Выбранный отрывок ::
************

Но потом всё образуется.
Я представляю, как Вознесенский живет в Переделкине (он же оттуда реже старается приезжать в Москву, насколько я понимаю), смотрит на эту разрастающуюся весну, думает: что же будет дальше?
В общем, оказался между двух огней.
Хотя он там всегда оказывался.
Кому-то из тогдашнего авангарда он казался слишком консервативным. Непечатающиеся в Советском Союзе писатели осуждали его за сотрудничество с государством (а почему, собственно, нет?) и за членство в Союзе писателей тоже осуждали. А газета The New York Times вообще назвала Вознесенского «неофициальным культурным посланником Кремля». Опять тот же вопрос: и что?
Но вообще Вознесенский, очевидно, сильный поэт, с такой отличной прививкой некстати на той встрече вспомянутого Маяковского:
Ну что тебе надо еще от меня?
Чугунна ограда. Улыбка темна.
Я музыка горя, ты музыка лада,
ты яблоко ада, да не про меня!
На всех континентах твои имена
прославил. Такие отгрохал лампады!
Ты музыка счастья, я нота разлада.
Ну что тебе надо еще от меня?
Смеялась: «Ты ангел?» – я лгал, как змея.
Сказала: «Будь смел» – не вылазил из спален.
Сказала: «Будь первым» – я стал гениален,
ну что тебе надо еще от меня?
Исчерпана плата до смертного дня.
Последний горит под твоим снегопадом.
Был музыкой чуда, стал музыкой яда,
ну что тебе надо еще от меня?
Но и под лопатой спою, не виня:
«Пусть я удобренье для божьего сада,
ты – музыка чуда, но больше не надо!
Ты случай досады. Играй без меня».
И вздрогнули складни, как створки окна.
И вышла усталая и без наряда.
Сказала: «Люблю тебя. Больше нет сладу.
Ну что тебе надо еще от меня?»
Ну замечательно же?
... А где-то в это время живет Борис Слуцкий. Он не гремит, нет. Его знают, печатают, но нет у него такой славы, как у шестидесятников. Но какие же он пишет тексты...
Последнею усталостью устав,
Предсмертным умиранием охвачен,
Большие руки вяло распластав,
Лежит солдат.
Он мог лежать иначе,
Он мог лежать с женой в своей постели,
Он мог не рвать намокший кровью мох,
Он мог...
Да мог ли? Будто? Неужели?
Нет, он не мог.
Ему военкомат повестки слал,
С ним рядом офицеры шли, шагали.
В тылу стучал машинкой трибунал.
А если б не стучал, он мог?

************

Материалы упражнения ::
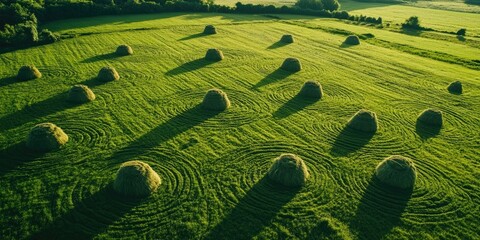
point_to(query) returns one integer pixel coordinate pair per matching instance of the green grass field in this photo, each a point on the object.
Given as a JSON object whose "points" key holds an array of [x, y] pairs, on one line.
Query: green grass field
{"points": [[213, 166]]}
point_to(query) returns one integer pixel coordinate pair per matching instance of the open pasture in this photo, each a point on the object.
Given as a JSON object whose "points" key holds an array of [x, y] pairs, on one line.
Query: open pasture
{"points": [[213, 165]]}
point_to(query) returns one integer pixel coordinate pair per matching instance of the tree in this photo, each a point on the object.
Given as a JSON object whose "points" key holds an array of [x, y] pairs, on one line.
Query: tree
{"points": [[310, 4], [412, 23], [331, 5]]}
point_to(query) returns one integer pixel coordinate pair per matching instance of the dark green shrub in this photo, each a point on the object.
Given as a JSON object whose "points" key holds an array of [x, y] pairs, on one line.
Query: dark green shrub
{"points": [[46, 137], [287, 38], [80, 94], [412, 23], [291, 65], [214, 54], [124, 50], [136, 179], [289, 170], [46, 36], [210, 29], [312, 90], [455, 87], [431, 117]]}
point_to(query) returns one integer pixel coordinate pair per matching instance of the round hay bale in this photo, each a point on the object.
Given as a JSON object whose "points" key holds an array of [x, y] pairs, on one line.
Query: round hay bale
{"points": [[352, 40], [287, 38], [364, 120], [455, 87], [46, 137], [28, 72], [80, 94], [124, 50], [312, 90], [210, 29], [108, 74], [291, 65], [136, 179], [214, 54], [215, 100], [289, 170], [397, 171], [431, 117]]}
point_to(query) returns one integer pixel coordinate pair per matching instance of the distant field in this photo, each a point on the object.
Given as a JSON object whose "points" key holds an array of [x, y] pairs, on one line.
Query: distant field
{"points": [[213, 166], [432, 18], [440, 15]]}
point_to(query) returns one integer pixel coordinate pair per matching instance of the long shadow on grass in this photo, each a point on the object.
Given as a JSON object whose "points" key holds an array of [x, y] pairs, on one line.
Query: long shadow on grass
{"points": [[41, 109], [35, 111], [14, 156], [169, 129], [278, 44], [193, 36], [97, 58], [90, 217], [254, 211], [7, 81], [426, 131], [275, 76], [189, 66], [380, 210], [350, 140], [346, 45], [293, 105]]}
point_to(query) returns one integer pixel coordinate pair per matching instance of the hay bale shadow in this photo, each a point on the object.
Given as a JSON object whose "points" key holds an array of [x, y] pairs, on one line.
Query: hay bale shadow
{"points": [[35, 111], [21, 155], [165, 131], [426, 131], [90, 217], [254, 211], [8, 81], [93, 82], [350, 140], [379, 210], [193, 36], [278, 44], [105, 56], [461, 38], [295, 104], [346, 45], [189, 66], [275, 76]]}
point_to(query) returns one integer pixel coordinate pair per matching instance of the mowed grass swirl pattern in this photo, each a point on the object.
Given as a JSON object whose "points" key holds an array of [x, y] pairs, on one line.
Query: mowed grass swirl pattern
{"points": [[213, 165]]}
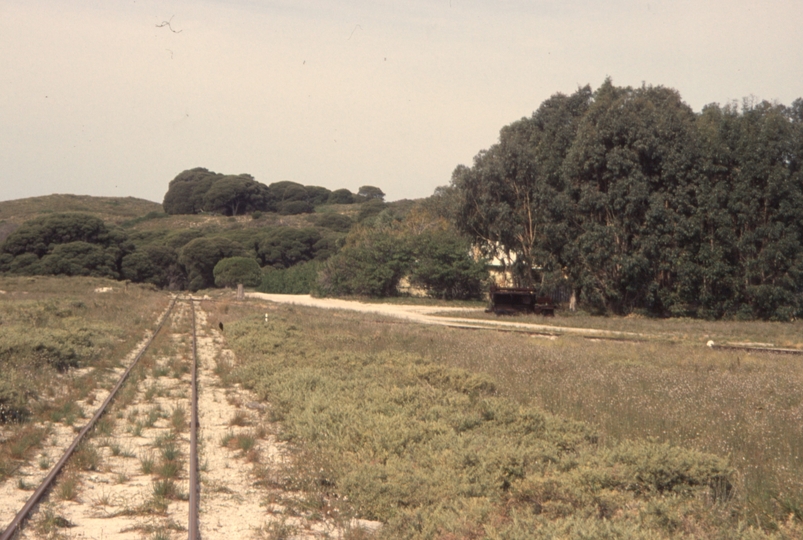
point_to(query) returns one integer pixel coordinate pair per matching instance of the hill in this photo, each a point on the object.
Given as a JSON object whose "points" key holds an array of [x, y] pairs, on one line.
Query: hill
{"points": [[110, 209]]}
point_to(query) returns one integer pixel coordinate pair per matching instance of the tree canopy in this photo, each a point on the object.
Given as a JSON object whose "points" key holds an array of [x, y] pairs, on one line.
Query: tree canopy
{"points": [[635, 202]]}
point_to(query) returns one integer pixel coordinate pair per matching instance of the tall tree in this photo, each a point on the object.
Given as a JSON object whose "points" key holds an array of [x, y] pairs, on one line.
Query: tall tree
{"points": [[513, 200], [234, 195], [632, 175], [186, 192]]}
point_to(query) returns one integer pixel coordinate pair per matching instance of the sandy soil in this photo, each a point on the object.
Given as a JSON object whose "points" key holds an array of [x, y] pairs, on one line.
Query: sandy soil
{"points": [[16, 490], [427, 315], [117, 500]]}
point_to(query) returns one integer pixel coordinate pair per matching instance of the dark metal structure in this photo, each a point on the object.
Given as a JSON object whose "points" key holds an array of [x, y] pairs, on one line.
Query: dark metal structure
{"points": [[512, 300]]}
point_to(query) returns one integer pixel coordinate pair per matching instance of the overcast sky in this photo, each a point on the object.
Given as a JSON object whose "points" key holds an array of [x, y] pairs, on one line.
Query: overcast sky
{"points": [[115, 98]]}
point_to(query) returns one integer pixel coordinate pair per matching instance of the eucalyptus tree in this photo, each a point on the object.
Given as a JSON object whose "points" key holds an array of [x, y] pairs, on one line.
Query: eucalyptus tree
{"points": [[513, 201]]}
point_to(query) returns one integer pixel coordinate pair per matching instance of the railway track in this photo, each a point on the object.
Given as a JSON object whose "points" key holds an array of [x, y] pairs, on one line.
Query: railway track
{"points": [[17, 527]]}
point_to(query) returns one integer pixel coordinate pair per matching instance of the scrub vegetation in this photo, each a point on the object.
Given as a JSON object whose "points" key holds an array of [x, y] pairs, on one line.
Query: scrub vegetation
{"points": [[444, 433], [59, 339]]}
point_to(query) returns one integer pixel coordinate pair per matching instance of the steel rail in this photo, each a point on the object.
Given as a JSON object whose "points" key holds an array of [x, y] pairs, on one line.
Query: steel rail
{"points": [[194, 486], [22, 515]]}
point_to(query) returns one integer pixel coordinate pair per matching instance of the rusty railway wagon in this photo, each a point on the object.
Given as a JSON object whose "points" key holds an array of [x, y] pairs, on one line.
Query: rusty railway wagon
{"points": [[511, 300]]}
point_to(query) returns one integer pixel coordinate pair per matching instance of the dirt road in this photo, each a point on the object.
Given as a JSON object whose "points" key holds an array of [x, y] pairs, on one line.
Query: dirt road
{"points": [[434, 315]]}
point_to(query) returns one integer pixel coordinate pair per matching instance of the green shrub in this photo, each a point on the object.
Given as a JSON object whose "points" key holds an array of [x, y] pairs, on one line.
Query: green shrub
{"points": [[433, 452], [298, 279]]}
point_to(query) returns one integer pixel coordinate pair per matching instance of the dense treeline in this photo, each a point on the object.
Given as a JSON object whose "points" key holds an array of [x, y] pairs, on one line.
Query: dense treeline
{"points": [[637, 203], [199, 190], [373, 246]]}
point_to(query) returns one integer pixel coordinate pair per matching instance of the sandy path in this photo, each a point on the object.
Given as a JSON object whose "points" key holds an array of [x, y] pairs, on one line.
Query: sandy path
{"points": [[426, 315]]}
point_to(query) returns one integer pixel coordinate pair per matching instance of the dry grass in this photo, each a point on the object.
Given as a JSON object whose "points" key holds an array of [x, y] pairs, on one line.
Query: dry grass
{"points": [[731, 404], [50, 326]]}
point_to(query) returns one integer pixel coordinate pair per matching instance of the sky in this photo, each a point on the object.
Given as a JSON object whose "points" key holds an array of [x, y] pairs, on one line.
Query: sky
{"points": [[115, 98]]}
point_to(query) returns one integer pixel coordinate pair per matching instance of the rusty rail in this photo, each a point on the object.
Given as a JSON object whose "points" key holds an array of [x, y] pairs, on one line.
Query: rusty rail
{"points": [[194, 486], [33, 500]]}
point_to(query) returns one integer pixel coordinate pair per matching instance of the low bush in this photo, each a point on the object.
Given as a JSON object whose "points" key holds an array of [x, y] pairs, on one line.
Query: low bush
{"points": [[434, 452]]}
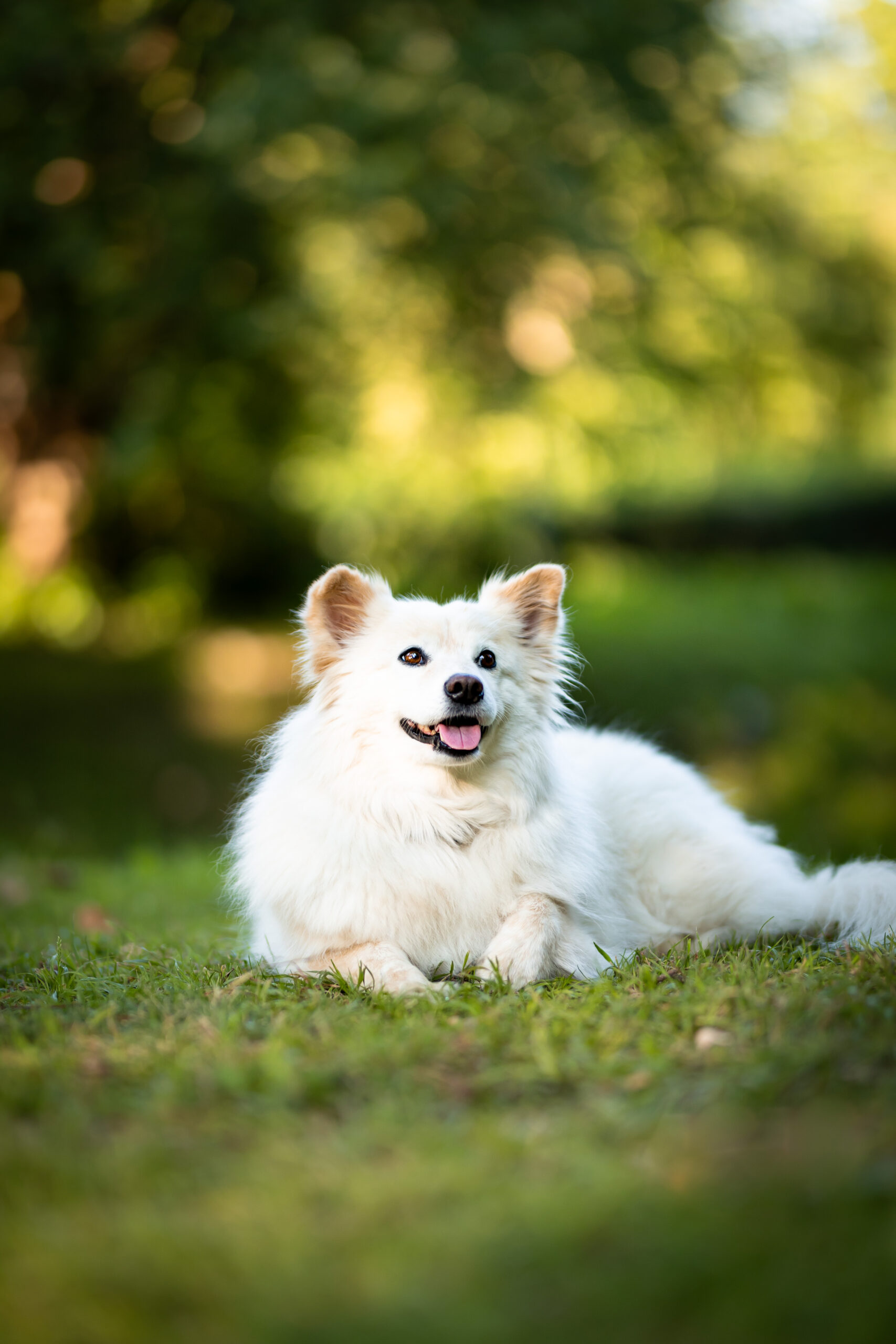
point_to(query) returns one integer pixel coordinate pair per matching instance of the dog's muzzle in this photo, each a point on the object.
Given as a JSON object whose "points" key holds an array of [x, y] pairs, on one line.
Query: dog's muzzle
{"points": [[458, 737]]}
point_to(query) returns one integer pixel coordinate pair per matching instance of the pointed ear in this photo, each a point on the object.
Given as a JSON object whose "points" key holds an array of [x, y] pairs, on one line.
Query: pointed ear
{"points": [[535, 596], [333, 613]]}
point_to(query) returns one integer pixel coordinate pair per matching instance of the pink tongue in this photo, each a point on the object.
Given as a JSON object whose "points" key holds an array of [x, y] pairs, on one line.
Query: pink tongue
{"points": [[460, 738]]}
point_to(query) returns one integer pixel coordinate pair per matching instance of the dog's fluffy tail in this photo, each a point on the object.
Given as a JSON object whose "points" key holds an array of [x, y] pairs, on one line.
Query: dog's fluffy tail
{"points": [[858, 901]]}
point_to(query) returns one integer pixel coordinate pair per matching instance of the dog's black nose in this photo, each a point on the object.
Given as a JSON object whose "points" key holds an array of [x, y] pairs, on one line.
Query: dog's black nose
{"points": [[462, 689]]}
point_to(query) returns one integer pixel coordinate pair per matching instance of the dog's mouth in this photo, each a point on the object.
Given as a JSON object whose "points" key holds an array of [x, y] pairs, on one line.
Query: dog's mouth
{"points": [[455, 737]]}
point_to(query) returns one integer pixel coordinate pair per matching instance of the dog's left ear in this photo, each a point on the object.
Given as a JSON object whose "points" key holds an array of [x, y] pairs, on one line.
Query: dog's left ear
{"points": [[535, 597], [336, 609]]}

************

Задание A :: Как, согласно отрывку о Вознесенском, его назвала газета The New York Times?
Задание B :: Сосчитайте строки записей, в которых встречается слово «mouth», и укажите только число.
Отрывок и записи взяты из разных источников.

Ответ A :: Неофициальным культурным посланником Кремля.

Ответ B :: 2